*** Text section Section Begins ***
- Route 10 highlighted in red

Route information
- Maintained by MassDOT
- Length: 60.69 mi (97.67 km)
- Existed: 1922–present

Major junctions
- South end: US 202 / Route 10 at the Connecticut state line near Southwick
- US 20 in Westfield; I-90 Toll / Mass Pike in Westfield; US 5 in Northampton and Bernardston; I-91 in Northampton, Hatfield, and Whately; Route 2 in Greenfield;
- North end: NH 10 at the New Hampshire state line in Northfield

Location
- Country: United States
- State: Massachusetts
- Counties: Hampden, Hampshire, Franklin

Highway system
- Massachusetts State Highway System; Interstate; US; State;
| ← Route C9 |  | → Route 11 |

= Massachusetts Route 10 =

North-south state highway in Massachusetts, US

Massachusetts Route 10 is a 60.69 mi north–south state highway that runs from the Connecticut state line at Southwick to the New Hampshire state line at Northfield. Originally part of New England Route 10 from 1922 to 1927, it continues to the south as Connecticut Route 10, and to the north as New Hampshire Route 10.
*** Text section Section Ends ***
** Directions **
(a) List every county named in the Route 10 text.
(b) Return the part of the Route 10 text between "Massachusetts Route 10 is" and "Hampshire Route 10.", inclusive.
(c) According to the Route 10 text, what agency maintains the highway?
The records come from a source separate from the Route 10 text.
*** Data for review Section Begins ***
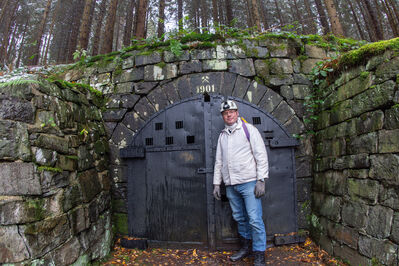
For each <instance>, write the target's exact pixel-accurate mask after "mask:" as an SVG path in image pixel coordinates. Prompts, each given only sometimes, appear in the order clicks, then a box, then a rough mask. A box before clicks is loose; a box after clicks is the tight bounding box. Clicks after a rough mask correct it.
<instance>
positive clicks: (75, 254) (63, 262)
mask: <svg viewBox="0 0 399 266" xmlns="http://www.w3.org/2000/svg"><path fill="white" fill-rule="evenodd" d="M80 252H81V246H80V243H79V240H78V239H77V238H76V237H73V238H72V239H70V240H69V241H67V242H66V243H65V244H63V245H62V246H61V247H59V248H57V249H55V250H54V251H52V252H51V253H52V257H53V260H54V265H71V264H72V263H73V262H75V261H76V260H77V259H78V257H79V254H80Z"/></svg>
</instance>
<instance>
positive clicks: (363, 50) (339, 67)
mask: <svg viewBox="0 0 399 266" xmlns="http://www.w3.org/2000/svg"><path fill="white" fill-rule="evenodd" d="M387 50H393V51H399V38H395V39H391V40H386V41H380V42H375V43H370V44H366V45H364V46H362V47H360V48H359V49H356V50H353V51H350V52H347V53H345V54H343V55H342V56H341V58H340V60H339V69H343V68H345V67H353V66H357V65H359V64H362V63H364V62H366V61H367V60H368V59H370V58H371V57H373V56H376V55H380V54H383V53H384V52H385V51H387Z"/></svg>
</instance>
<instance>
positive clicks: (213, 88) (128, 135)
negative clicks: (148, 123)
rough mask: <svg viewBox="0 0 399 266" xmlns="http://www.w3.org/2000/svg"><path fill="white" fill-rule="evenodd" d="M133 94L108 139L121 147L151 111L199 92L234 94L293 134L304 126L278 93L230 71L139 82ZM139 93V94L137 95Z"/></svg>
mask: <svg viewBox="0 0 399 266" xmlns="http://www.w3.org/2000/svg"><path fill="white" fill-rule="evenodd" d="M134 87H135V92H136V95H131V96H130V97H127V98H125V99H121V101H122V104H124V102H125V104H126V107H127V110H126V111H122V112H123V113H121V114H120V115H121V119H120V122H119V123H118V125H117V126H116V128H115V130H114V132H113V134H112V137H111V140H112V141H113V142H114V143H115V144H117V145H118V147H119V148H123V147H124V146H126V145H127V144H128V143H130V141H131V139H132V137H133V136H134V133H135V132H136V131H137V130H138V129H139V128H140V127H141V126H142V125H143V124H144V123H145V121H146V120H147V119H148V118H149V117H151V115H153V114H154V113H156V112H158V111H160V110H162V109H164V108H165V107H167V106H168V105H170V104H173V103H175V102H177V101H181V100H184V99H186V98H189V97H192V96H195V95H197V94H202V93H210V94H213V93H215V94H221V95H224V96H233V97H237V98H241V99H243V100H245V101H248V102H250V103H252V104H254V105H256V106H258V107H259V108H260V109H262V110H264V111H265V112H267V113H270V114H271V115H272V116H273V117H274V118H276V119H277V120H278V121H279V122H280V123H281V124H282V125H283V126H284V127H285V128H286V129H287V130H288V132H289V133H290V134H291V135H292V134H298V135H299V134H302V133H304V131H305V126H304V124H303V122H302V121H301V119H300V116H301V114H299V113H300V112H301V111H300V110H298V108H297V110H294V108H295V107H296V106H295V104H294V103H293V102H290V103H288V101H287V100H286V99H284V98H283V97H282V96H281V95H280V94H279V93H277V92H276V91H274V90H273V89H272V88H269V87H267V86H265V85H263V84H262V83H260V82H258V81H256V80H254V79H251V78H249V77H246V76H243V75H240V74H236V73H231V72H201V73H192V74H186V75H181V76H178V77H176V78H172V79H169V80H164V81H161V82H155V81H152V82H146V81H141V82H138V83H135V84H134ZM139 96H141V97H139Z"/></svg>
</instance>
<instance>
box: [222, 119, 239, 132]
mask: <svg viewBox="0 0 399 266" xmlns="http://www.w3.org/2000/svg"><path fill="white" fill-rule="evenodd" d="M240 128H242V121H241V117H238V119H237V126H236V127H235V128H234V129H233V130H232V131H231V133H233V132H234V131H236V130H238V129H240ZM222 132H226V133H227V134H231V133H230V132H229V129H228V128H227V127H225V128H224V129H223V130H222Z"/></svg>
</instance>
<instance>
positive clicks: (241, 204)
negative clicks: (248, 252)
mask: <svg viewBox="0 0 399 266" xmlns="http://www.w3.org/2000/svg"><path fill="white" fill-rule="evenodd" d="M255 184H256V181H251V182H248V183H244V184H239V185H233V186H226V194H227V198H228V199H229V203H230V207H231V210H232V212H233V218H234V220H235V221H236V222H237V225H238V233H239V234H240V235H241V237H243V238H245V239H252V250H253V251H265V250H266V230H265V225H264V224H263V219H262V201H261V199H260V198H258V199H257V198H256V197H255V193H254V190H255Z"/></svg>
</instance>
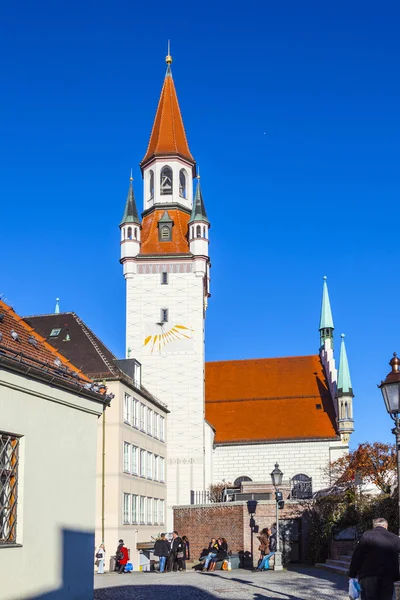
*** Data for review Section Ends ***
** Exercise answers **
(a) Hampden, Hampshire, Franklin

(b)
Massachusetts Route 10 is a 60.69 mi north–south state highway that runs from the Connecticut state line at Southwick to the New Hampshire state line at Northfield. Originally part of New England Route 10 from 1922 to 1927, it continues to the south as Connecticut Route 10, and to the north as New Hampshire Route 10.

(c) MassDOT